Coordinate annotation listing

#####

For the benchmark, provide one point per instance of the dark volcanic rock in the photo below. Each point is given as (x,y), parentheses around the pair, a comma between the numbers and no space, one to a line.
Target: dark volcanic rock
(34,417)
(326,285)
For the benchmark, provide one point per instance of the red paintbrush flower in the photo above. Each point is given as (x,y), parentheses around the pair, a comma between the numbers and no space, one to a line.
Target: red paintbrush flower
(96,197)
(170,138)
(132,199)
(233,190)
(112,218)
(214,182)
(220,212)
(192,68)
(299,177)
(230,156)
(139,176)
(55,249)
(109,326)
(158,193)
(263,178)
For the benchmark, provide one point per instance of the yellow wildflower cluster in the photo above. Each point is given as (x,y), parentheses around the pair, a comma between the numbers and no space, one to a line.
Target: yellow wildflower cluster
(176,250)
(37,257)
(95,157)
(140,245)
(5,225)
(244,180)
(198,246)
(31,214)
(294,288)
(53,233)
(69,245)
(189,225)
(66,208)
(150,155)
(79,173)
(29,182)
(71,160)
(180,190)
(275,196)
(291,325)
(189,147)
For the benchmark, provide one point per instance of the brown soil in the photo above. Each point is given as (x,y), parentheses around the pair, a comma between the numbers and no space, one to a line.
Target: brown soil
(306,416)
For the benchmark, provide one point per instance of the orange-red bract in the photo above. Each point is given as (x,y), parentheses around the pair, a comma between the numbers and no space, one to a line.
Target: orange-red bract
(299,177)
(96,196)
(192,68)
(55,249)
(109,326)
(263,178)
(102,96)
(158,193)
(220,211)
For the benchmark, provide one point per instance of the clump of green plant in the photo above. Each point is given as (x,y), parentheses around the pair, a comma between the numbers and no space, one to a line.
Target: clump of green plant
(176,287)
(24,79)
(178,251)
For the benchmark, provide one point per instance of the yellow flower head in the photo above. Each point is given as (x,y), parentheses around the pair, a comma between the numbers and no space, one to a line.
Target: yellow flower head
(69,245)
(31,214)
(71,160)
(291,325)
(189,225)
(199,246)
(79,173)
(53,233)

#####

* Given instruction
Copy the entire listing above, line for line, with no changes.

* Expected output
For the benchmark, provide one point per instance of the dark volcanic rock in the photo below. Each point is given as (x,y), parentheses around the pair, a comma between the numbers and no space, one to a line.
Target: dark volcanic rock
(34,417)
(326,285)
For the benchmark, provide one point per instance of the red paintbrush flower in the photo above. Each point is given as (x,y), parentheses around the pair, a comma between the numbers and no space, one to a line.
Target: red paintbrush flower
(96,197)
(170,138)
(132,199)
(233,190)
(112,218)
(214,182)
(220,212)
(192,68)
(299,177)
(230,156)
(139,176)
(55,249)
(109,326)
(158,193)
(263,178)
For the benchmark, provide one point per instance of the yellow wildflower cluster in the photo above. Each point is given as (x,y), parentheses around the pair, a comma between the numbers and no space, one to a line.
Target: yellow wildflower cluster
(176,250)
(37,257)
(95,157)
(140,245)
(5,225)
(244,180)
(198,246)
(31,214)
(294,288)
(53,233)
(69,245)
(189,225)
(66,208)
(150,155)
(79,173)
(29,182)
(71,160)
(180,190)
(275,196)
(291,325)
(189,147)
For the benchmark, provide one point per instance of the brown soil in the photo above. Each point is given as (x,y), parentheses around the pair, a comma between the numbers and no space, one to a line.
Target: brown soil
(306,416)
For the benchmark, provide one point per instance of the orange-red bract in the photo above. Each point is given as (x,y), parentheses around the pair, a comma between the numbers and no space, one to a line.
Target: orange-red bract
(299,177)
(96,196)
(192,68)
(55,249)
(109,326)
(263,178)
(102,96)
(158,193)
(220,211)
For the benchmark, provide one point per instance of the clump of green plant in the photo above. Each point is given as (x,y), parentheses around the pair, a comma between the numbers and no space, one to a line.
Target: clump of green plant
(176,287)
(24,79)
(178,251)
For the benchmark, provide one point per instance of the yellow flower head in the photo above. Each point is given as (x,y), parentheses around the pair, a comma between the numbers and no space, one to a line.
Target: yellow flower head
(69,245)
(31,214)
(71,160)
(291,325)
(189,225)
(199,246)
(79,173)
(53,233)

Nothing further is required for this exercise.